[Data — start]
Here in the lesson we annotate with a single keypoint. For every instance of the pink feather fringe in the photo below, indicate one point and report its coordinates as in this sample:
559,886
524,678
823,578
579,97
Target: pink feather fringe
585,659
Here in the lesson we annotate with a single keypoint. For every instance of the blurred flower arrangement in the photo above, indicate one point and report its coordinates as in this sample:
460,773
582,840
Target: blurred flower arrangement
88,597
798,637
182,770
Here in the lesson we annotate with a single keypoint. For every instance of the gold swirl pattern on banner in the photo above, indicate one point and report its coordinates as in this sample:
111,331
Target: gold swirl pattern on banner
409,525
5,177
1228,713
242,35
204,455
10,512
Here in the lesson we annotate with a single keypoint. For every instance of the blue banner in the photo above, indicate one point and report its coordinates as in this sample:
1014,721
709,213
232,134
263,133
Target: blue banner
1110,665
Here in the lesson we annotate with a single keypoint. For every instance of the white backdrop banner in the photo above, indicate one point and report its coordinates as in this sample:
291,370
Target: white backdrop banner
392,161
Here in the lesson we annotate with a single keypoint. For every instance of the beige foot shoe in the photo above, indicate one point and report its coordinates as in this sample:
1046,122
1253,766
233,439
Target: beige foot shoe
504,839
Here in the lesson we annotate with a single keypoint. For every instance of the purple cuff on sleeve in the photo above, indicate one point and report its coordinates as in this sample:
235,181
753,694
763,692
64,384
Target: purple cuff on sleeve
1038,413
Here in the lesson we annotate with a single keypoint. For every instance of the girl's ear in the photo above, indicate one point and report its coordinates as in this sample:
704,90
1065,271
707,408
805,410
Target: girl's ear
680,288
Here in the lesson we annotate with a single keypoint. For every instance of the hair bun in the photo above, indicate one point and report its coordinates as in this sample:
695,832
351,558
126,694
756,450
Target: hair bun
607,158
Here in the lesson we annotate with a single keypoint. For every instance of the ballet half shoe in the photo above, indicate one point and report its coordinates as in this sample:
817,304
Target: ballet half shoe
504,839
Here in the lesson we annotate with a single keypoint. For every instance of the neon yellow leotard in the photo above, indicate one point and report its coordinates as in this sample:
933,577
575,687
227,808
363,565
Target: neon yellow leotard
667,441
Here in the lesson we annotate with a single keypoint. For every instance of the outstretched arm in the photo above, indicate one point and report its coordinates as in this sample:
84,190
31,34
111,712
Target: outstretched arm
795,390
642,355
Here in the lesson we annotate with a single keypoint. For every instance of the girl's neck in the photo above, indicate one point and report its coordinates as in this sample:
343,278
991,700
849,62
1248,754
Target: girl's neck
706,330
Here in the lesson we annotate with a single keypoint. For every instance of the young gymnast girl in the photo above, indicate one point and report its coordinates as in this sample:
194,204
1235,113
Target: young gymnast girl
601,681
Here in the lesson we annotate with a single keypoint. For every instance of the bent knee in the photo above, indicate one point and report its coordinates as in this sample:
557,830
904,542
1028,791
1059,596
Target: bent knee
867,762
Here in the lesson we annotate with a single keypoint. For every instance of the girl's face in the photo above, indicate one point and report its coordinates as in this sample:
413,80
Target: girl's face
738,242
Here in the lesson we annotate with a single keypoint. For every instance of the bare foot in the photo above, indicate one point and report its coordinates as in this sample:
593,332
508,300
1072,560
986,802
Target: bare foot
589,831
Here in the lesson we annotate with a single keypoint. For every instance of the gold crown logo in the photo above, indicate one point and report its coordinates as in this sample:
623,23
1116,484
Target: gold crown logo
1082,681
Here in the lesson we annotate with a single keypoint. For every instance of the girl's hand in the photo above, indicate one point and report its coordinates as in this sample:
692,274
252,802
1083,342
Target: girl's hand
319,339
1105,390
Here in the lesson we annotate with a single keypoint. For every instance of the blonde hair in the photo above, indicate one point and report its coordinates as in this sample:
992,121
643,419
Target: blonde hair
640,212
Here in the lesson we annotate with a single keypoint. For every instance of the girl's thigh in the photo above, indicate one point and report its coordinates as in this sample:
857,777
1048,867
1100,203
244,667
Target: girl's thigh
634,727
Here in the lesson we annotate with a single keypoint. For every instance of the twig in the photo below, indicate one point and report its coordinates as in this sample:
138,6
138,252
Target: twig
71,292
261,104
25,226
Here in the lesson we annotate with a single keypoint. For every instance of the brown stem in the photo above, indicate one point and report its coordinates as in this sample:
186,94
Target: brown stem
[Data — finish]
Each entry is to be output exactly as it was written.

Exercise solution:
Here in the lesson we annotate with a single keypoint. For every instance of the pink feather fringe in the photo below, indicate one point and report its coordinates as in this sample:
559,886
524,678
823,578
579,97
Target: pink feather fringe
585,659
Here in the lesson we annotate with a single keypoint. For every instance of the blurred flower arrangement in the photo above, indicate one point and report its coordinates as in this sample:
460,773
582,840
Target: blurred flower arrangement
88,597
798,637
182,770
Here in the lesson we annotate with a single keypoint. For every instance of the gold swirl pattern on banner in the photo above, indicate one point and report its coordinates as in this sample:
111,331
Target: gold swirl pattern on banner
409,525
5,177
1228,713
242,35
204,455
10,512
Here in the lesson we annotate with a single keypoint. For every instance of the blue banner in the photo above, indicate one point and report its coordinates as in this sample:
1014,721
709,213
232,134
263,133
Target: blue banner
1110,665
Here in the lesson we annotate with a single keypoint. For every instance of the white backdrop banner in the photo above, indicate one point and report its coordinates as in this sample:
291,370
Target: white backdrop banner
392,161
Here in the lesson we annotate with a single keypoint. For every instance of the beige foot shoe in the photo above, indicate one point and report its coordinates as in this sample:
1046,122
1253,766
233,439
Target: beige foot shoe
504,839
Here in the lesson we annotate with a single keypoint. For every instance of the purple cuff on sleeve in the photo above, indicate one point and report its coordinates as in this sample:
235,181
753,694
763,692
64,384
Target: purple cuff on sleeve
1038,413
Here in the lesson we annotate with a single keypoint. For every instance of the girl's ear in the photo above, indicate one point and report its coordinates as in this sample:
704,90
1065,271
707,408
805,410
Target: girl's ear
680,288
Here in the lesson we annotate with a single keypoint. For every instance of the hair bun in the photo above, indicate one point and report its coordinates as in this sample:
695,832
351,558
126,694
756,450
Target: hair bun
607,158
Here in the lesson we annotate with a single keypoint. For every instance of the ballet half shoe in the photo above, indicate one point and report its coordinates as in this sample:
817,304
Target: ballet half shoe
504,839
Here in the lesson we annotate with a single keypoint. For every instance of the neon yellow leotard in the photo above, indicate one point and report its coordinates as in this sample:
933,577
575,687
227,808
363,565
Target: neon yellow leotard
667,441
Here in the lesson we annotate with a single keypoint. For every instance of the outstretched arm in the photo above, indicate one point and report its coordinates as in this sample:
84,190
31,34
111,712
Target: outstretched arm
795,390
642,355
Here in the lesson we annotate with a single keypoint. For every instance of the girl's neck in the photo above, indicate one point and report its coordinates as in this sample:
343,278
991,700
849,62
1248,754
Target: girl's neck
706,330
Here in the lesson we annotate with a single keypoint. For every instance of the young gymnast girl in the photo above, indicate one point and report its coordinates as in this sample:
194,204
1235,113
Target: young gymnast girl
601,681
Here in the lesson we annotate with a single keypoint. For every instance of the bent knee in the photo above, indicate one point and report its coordinates as in this sample:
557,830
904,542
1028,791
1059,596
Target: bent knee
867,762
Here in the lesson we annotate with a single keypoint. For every instance of the girl's face in the photo above, indicate one point and report its coordinates as in this sample:
413,80
Target: girl's face
738,242
Here in the lesson we annotate with a single keypoint. For every instance of the bare foot in the photo above, indicate one point and report its coordinates as in this sample:
593,332
508,300
1072,560
986,802
Target: bare foot
589,831
Here in the lesson we annotate with a single keypoint. For every instance of the gold crown logo in the photo above, indicate one point and report its coordinates as in this sample:
623,23
1116,484
Target: gold crown logo
1082,681
Here in the lesson we annotate with a single keypoint. For every instance of the girl's hand in the photo above, indicate one point and report its coordinates as in this sample:
692,274
252,802
1083,342
Target: girl's hand
319,339
1105,390
Here in the lesson we annotate with a single keypoint. For every instance of the blonde hair in the photo above, indicate one point and report its coordinates as in this sample:
992,121
643,419
Target: blonde hair
640,212
Here in the lesson we annotate with a single keypoint. For every instance of the girl's thigh in the photo above, indicate one point and report its coordinates as in this sample:
857,777
1048,867
1100,203
244,667
Target: girl's thigh
634,727
Here in the lesson we annotate with a single keypoint. For every instance of the twig in the photo below, indicate one point and report its coordinates as in this sample:
138,6
138,252
Target: twig
71,292
261,104
25,226
Here in the lesson we annotate with a single keypoint. For every instance of the brown stem in the photo above, indicate one point and report its coordinates as in this sample:
186,94
Target: brown stem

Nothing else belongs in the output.